▶ **Given exercise**: Word for word, print each line of the listing below; pictures stay out.

▶ **Records supplied**:
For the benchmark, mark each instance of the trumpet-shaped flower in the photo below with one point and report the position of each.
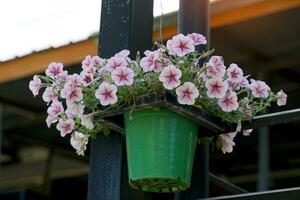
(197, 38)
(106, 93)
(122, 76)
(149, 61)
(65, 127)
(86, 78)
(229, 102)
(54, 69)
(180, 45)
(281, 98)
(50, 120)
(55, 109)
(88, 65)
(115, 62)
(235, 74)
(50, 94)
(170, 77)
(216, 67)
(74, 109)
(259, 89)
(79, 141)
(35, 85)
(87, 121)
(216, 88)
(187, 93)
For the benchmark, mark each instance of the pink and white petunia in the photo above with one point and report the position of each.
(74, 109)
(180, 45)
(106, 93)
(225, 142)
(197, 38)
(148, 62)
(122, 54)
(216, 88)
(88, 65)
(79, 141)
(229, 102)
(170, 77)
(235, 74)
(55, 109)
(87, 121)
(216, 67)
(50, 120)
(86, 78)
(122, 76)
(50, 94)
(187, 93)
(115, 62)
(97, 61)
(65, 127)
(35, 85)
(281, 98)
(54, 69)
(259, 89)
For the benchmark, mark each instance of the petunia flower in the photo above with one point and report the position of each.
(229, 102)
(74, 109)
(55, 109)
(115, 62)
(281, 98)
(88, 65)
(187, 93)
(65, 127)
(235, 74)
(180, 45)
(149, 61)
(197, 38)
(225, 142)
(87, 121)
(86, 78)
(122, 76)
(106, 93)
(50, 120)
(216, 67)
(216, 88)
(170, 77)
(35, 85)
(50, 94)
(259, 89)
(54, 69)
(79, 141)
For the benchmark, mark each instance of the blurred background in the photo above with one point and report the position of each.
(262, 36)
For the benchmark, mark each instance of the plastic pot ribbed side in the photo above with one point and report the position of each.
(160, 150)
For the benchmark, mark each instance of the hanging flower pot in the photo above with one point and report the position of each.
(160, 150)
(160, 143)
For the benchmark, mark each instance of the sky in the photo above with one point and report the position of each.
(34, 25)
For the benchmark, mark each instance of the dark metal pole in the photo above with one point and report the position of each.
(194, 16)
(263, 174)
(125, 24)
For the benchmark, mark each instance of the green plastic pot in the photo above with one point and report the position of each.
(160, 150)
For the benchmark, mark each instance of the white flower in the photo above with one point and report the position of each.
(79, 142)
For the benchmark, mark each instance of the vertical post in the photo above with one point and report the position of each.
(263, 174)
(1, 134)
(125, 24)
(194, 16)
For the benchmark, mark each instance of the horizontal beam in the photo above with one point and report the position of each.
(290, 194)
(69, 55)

▶ **Task response**:
For the benchmark, mark each instance of the trumpet-shaped flower in the photo below with one point and report the position of each.
(197, 38)
(106, 93)
(122, 76)
(149, 61)
(65, 127)
(86, 78)
(229, 102)
(54, 69)
(180, 45)
(281, 98)
(50, 120)
(55, 109)
(88, 65)
(115, 62)
(235, 74)
(50, 94)
(170, 77)
(216, 67)
(74, 109)
(259, 89)
(79, 141)
(35, 85)
(87, 121)
(216, 88)
(187, 93)
For the benchmark, mark each instance of the pink and white petunia in the photo above with one point and report the position of each.
(74, 109)
(180, 45)
(106, 93)
(225, 142)
(197, 38)
(148, 62)
(122, 54)
(216, 88)
(88, 65)
(79, 141)
(229, 102)
(170, 77)
(235, 74)
(55, 109)
(87, 121)
(216, 67)
(50, 120)
(86, 78)
(122, 76)
(50, 94)
(187, 93)
(115, 62)
(97, 61)
(65, 127)
(35, 85)
(281, 98)
(54, 69)
(259, 89)
For the benchmark, mark each instance of the petunia flower in the photo above with one point and report the position of each.
(229, 102)
(74, 109)
(55, 109)
(115, 62)
(281, 98)
(88, 65)
(187, 93)
(65, 127)
(235, 74)
(180, 45)
(149, 61)
(197, 38)
(225, 142)
(87, 121)
(86, 78)
(122, 76)
(106, 93)
(50, 120)
(216, 67)
(216, 88)
(170, 77)
(35, 85)
(50, 94)
(259, 89)
(54, 69)
(79, 141)
For the benchmark, mark each instance of the blurred background in the photo above with one point and report the position of each.
(262, 36)
For the benchmark, mark each instance of the plastic pot ribbed side in the photo above with one point and report the position of each.
(160, 150)
For the benchmark, mark each instance of the hanging flower pot in the photo above with one point and report the position of each.
(160, 150)
(160, 143)
For the benchmark, mark each instance of the sky in the photo above with one point and report the position of each.
(34, 25)
For the benchmark, mark each instance of the dark metal pole in the photo above with one point and report the position of each.
(194, 16)
(263, 174)
(125, 24)
For the benchmark, mark each instance of the green plastic pot in the photo above with one point and report the position of each.
(160, 150)
For the benchmark, mark each instance of the white flower in the photo above with one point and report the position of each.
(79, 142)
For the benchmark, mark each instance of the vertical post in the photo above with one point and report the position of each.
(263, 174)
(1, 134)
(125, 24)
(194, 16)
For the benchmark, mark each instance of the horizontal beam in the photo above with one point and report the position of each.
(290, 194)
(69, 55)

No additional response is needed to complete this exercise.